WORK TO BE COMPLETED: Straight copy, no pictures: transcribe each entry as it stands.

DATA IN THIS EXERCISE:
+--

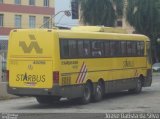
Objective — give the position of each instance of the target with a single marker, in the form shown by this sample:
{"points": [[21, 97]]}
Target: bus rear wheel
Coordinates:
{"points": [[138, 88], [99, 92], [86, 97], [47, 99]]}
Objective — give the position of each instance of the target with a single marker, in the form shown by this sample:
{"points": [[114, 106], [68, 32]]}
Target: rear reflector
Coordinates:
{"points": [[56, 77], [7, 75]]}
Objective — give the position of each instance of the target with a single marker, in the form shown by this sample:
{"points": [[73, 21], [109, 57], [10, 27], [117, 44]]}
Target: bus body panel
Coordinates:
{"points": [[30, 59], [118, 73]]}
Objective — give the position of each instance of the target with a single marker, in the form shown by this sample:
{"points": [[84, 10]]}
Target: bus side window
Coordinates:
{"points": [[113, 48], [97, 48], [86, 49], [124, 48], [107, 48], [129, 48], [134, 48], [72, 49], [64, 48], [80, 48], [140, 48]]}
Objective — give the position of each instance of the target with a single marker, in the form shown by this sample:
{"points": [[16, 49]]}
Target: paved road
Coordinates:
{"points": [[147, 101]]}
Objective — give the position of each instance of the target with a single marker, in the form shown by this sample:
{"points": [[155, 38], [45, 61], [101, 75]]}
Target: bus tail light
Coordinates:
{"points": [[56, 77], [7, 75]]}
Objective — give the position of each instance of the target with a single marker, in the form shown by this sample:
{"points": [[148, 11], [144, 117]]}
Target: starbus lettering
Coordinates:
{"points": [[69, 62], [127, 63], [30, 78]]}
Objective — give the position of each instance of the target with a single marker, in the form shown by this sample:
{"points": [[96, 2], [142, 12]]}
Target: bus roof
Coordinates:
{"points": [[99, 35], [4, 37]]}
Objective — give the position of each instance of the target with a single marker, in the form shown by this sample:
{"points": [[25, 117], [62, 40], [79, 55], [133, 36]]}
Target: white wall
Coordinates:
{"points": [[60, 19]]}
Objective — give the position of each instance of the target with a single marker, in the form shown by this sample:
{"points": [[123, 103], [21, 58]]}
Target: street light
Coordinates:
{"points": [[66, 13]]}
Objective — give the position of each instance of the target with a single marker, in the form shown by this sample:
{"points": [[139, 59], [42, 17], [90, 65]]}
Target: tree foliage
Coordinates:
{"points": [[100, 12], [144, 16]]}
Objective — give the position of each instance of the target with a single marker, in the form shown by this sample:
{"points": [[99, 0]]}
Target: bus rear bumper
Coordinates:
{"points": [[61, 91]]}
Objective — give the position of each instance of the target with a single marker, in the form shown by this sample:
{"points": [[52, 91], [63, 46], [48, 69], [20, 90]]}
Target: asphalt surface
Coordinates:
{"points": [[148, 101]]}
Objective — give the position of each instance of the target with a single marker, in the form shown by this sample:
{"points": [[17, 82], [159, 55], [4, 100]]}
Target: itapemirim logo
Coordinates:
{"points": [[33, 45]]}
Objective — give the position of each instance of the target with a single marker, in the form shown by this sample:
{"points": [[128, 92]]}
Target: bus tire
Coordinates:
{"points": [[47, 99], [138, 88], [98, 94], [86, 97]]}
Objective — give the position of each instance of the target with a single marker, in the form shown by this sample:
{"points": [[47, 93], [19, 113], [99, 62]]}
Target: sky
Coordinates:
{"points": [[61, 19]]}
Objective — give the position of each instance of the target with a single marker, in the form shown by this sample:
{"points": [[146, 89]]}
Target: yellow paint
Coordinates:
{"points": [[18, 61]]}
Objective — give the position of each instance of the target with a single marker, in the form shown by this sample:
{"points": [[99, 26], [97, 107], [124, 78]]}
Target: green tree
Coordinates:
{"points": [[101, 12], [144, 16]]}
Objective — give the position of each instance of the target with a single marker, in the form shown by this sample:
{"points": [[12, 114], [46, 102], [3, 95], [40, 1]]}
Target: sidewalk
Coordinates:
{"points": [[3, 92]]}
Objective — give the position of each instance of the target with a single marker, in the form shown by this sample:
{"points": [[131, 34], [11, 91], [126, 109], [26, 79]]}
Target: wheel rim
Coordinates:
{"points": [[99, 91]]}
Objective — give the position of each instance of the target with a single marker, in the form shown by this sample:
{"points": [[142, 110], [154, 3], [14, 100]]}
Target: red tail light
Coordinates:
{"points": [[7, 75], [56, 77]]}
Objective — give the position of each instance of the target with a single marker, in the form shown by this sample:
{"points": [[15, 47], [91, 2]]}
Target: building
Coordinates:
{"points": [[24, 14]]}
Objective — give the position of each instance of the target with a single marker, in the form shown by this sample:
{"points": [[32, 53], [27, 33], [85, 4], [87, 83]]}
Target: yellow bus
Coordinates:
{"points": [[83, 63]]}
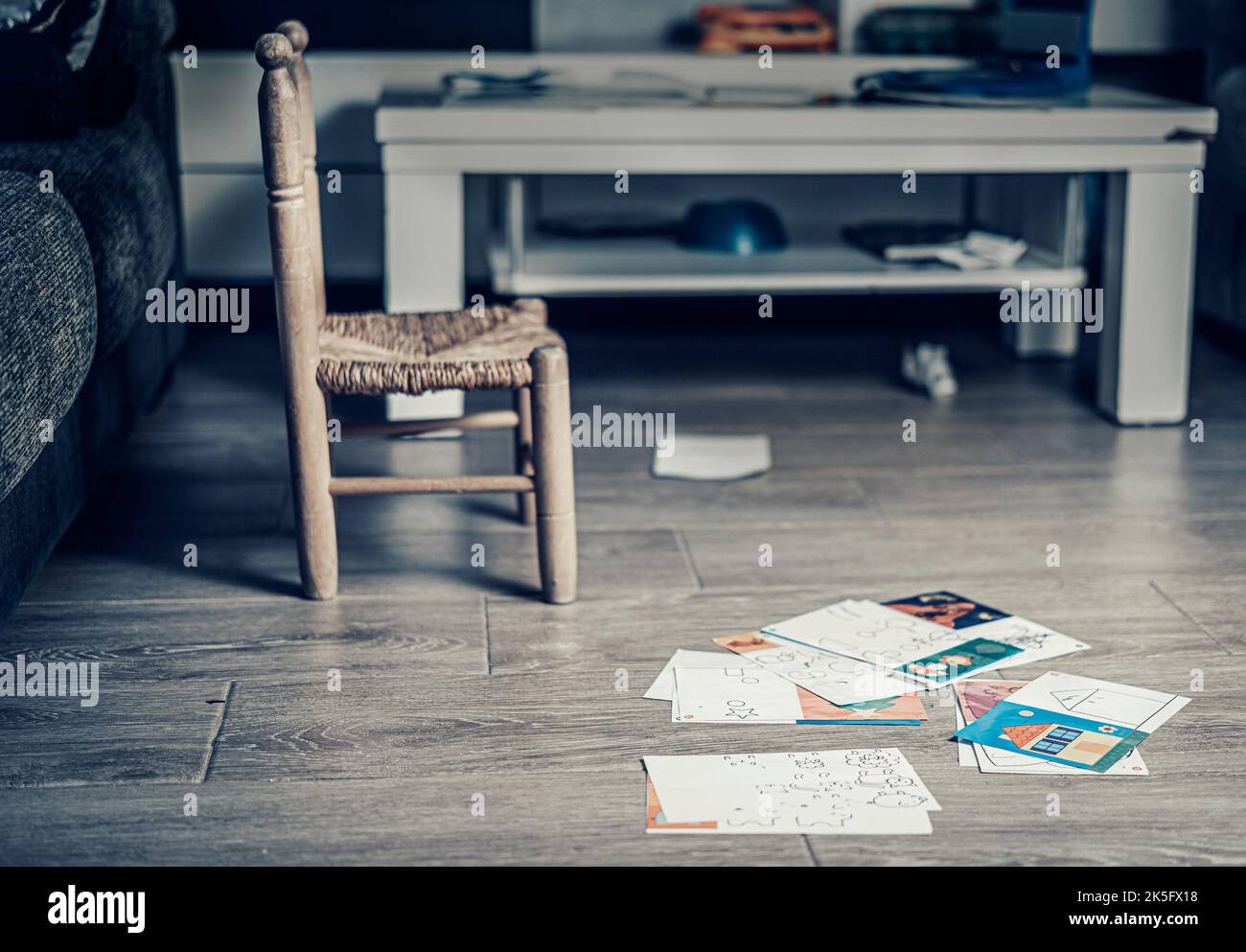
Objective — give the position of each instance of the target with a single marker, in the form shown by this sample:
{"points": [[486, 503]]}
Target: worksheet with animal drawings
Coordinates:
{"points": [[833, 677], [931, 655], [860, 786], [800, 816]]}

+--

SOLUTION TO THE EXERCISE:
Objective — give the position of each instance of the target with a single marker, in the form shown by this sample:
{"points": [[21, 97]]}
Target: bus rear wheel
Coordinates:
{"points": [[138, 88], [99, 92], [86, 97], [47, 99]]}
Objective — give the position of each instance of the target with a single marker, in the form shown by this sample:
{"points": [[114, 106], [68, 32]]}
Target: rear reflector
Coordinates:
{"points": [[56, 77], [7, 75]]}
Objective — give the position of each instance of the target with a single marker, in the form shown by this sample:
{"points": [[73, 21], [109, 57], [10, 27], [117, 44]]}
Target: bus body panel
Coordinates:
{"points": [[30, 59], [118, 73]]}
Objective — give the position of each instance of the target with a single marker, in the form shown by this sample:
{"points": [[84, 10]]}
Target: bus side window
Coordinates:
{"points": [[113, 48], [97, 48], [86, 49], [124, 48], [107, 48], [129, 48], [134, 48], [72, 49], [64, 48], [80, 48], [140, 48]]}
Objective — give the position of each instance of the target with a single marker, in the form shown by this sample:
{"points": [[16, 49]]}
Target: paved road
Coordinates:
{"points": [[147, 101]]}
Objective — give the position of each instance of the target with a single marker, in the form shown by this sample:
{"points": [[155, 38], [45, 61], [101, 75]]}
Target: bus tail light
Coordinates:
{"points": [[56, 77], [7, 75]]}
Objective — give the position of each instance of the target with a single marker, in the form shown by this sample:
{"points": [[148, 11], [144, 117]]}
Target: starbus lettering
Coordinates:
{"points": [[69, 62], [127, 63], [30, 78]]}
Objective — give the position of each instance of the target with a single marker, in the form shown by this sample:
{"points": [[96, 2], [142, 12]]}
Target: bus roof
Coordinates:
{"points": [[99, 35], [4, 37]]}
Objective — give the position of each instance of the target with a single marker, in the form shown by this sample:
{"points": [[25, 117], [62, 40], [79, 55], [133, 36]]}
Target: white wall
Coordinates:
{"points": [[60, 19]]}
Objective — give the position of each instance of the target with a single marker, in the form shown by this sample:
{"points": [[123, 103], [21, 58]]}
Target: street light
Coordinates:
{"points": [[66, 13]]}
Objective — give the position of each instance of the target with a single marker, in the form shown by this sample:
{"points": [[139, 59], [42, 17], [90, 65]]}
Target: tree foliage
Coordinates:
{"points": [[100, 12], [144, 16]]}
Objective — give the position of each instance of the target with a single marker, in the form shown by this sample:
{"points": [[99, 0]]}
Target: bus rear bumper
Coordinates:
{"points": [[61, 91]]}
Objective — give the position of each instance of the target with a single marker, in the form shown by this sample:
{"points": [[52, 91], [63, 46], [48, 69], [20, 90]]}
Target: asphalt surface
Coordinates:
{"points": [[148, 101]]}
Objective — give the position of each instance of the target with a single marker, in the form shown by this sample:
{"points": [[17, 82], [159, 55], [4, 100]]}
Target: itapemirim logo
Coordinates:
{"points": [[33, 45]]}
Objective — give the position of each instance of the target with a single marker, in the form shown by this sample:
{"points": [[128, 92]]}
Target: bus tire
Coordinates:
{"points": [[47, 99], [138, 88], [98, 94], [86, 97]]}
Objective — give the position of each instance of the target with a single marker, in the form shown by this sample:
{"points": [[47, 93], [19, 113], [99, 62]]}
Target: sky
Coordinates:
{"points": [[61, 19]]}
Objective — give the position of each instance of the target with a single marker, in the form shown by this sample:
{"points": [[146, 89]]}
Target: yellow paint
Coordinates:
{"points": [[18, 61]]}
Objective — give the position of each instance of the target with a single marker, in the form shown by this sample:
{"points": [[99, 26], [97, 107], [124, 78]]}
Target: green tree
Coordinates:
{"points": [[101, 12], [144, 16]]}
Objective — give the position of each instance of the target with a single marker, in the form shown by this sample:
{"points": [[12, 114], [46, 102], [3, 95], [40, 1]]}
Target: sidewalk
Coordinates:
{"points": [[3, 92]]}
Objective — give the position of each instance of the target with a single marker, in the form shown by this sample:
{"points": [[131, 34], [11, 91], [126, 109], [26, 79]]}
Target: wheel rim
Coordinates:
{"points": [[99, 91]]}
Objective — give the position of each instance of the target with a single marker, in the form shown by this sample:
{"points": [[142, 110], [154, 3], [14, 100]]}
Target: red tail light
Coordinates:
{"points": [[7, 75], [56, 77]]}
Objective — give the position of each instance of the target with a single marker, in the form shown by this sample:
{"points": [[15, 47], [91, 2]]}
Target: building
Coordinates:
{"points": [[24, 14]]}
Objective — give the position of each instance of the target with a single marker, in the form shown by this sample:
{"points": [[32, 53], [27, 33], [85, 4], [87, 83]]}
Target: yellow bus
Coordinates:
{"points": [[83, 63]]}
Objective — give the position of each instance of the target with a single marker, in the form shown by this sample:
{"points": [[486, 503]]}
Target: worksheet with animal drawings
Coordinates:
{"points": [[833, 677], [931, 655], [860, 786], [800, 816]]}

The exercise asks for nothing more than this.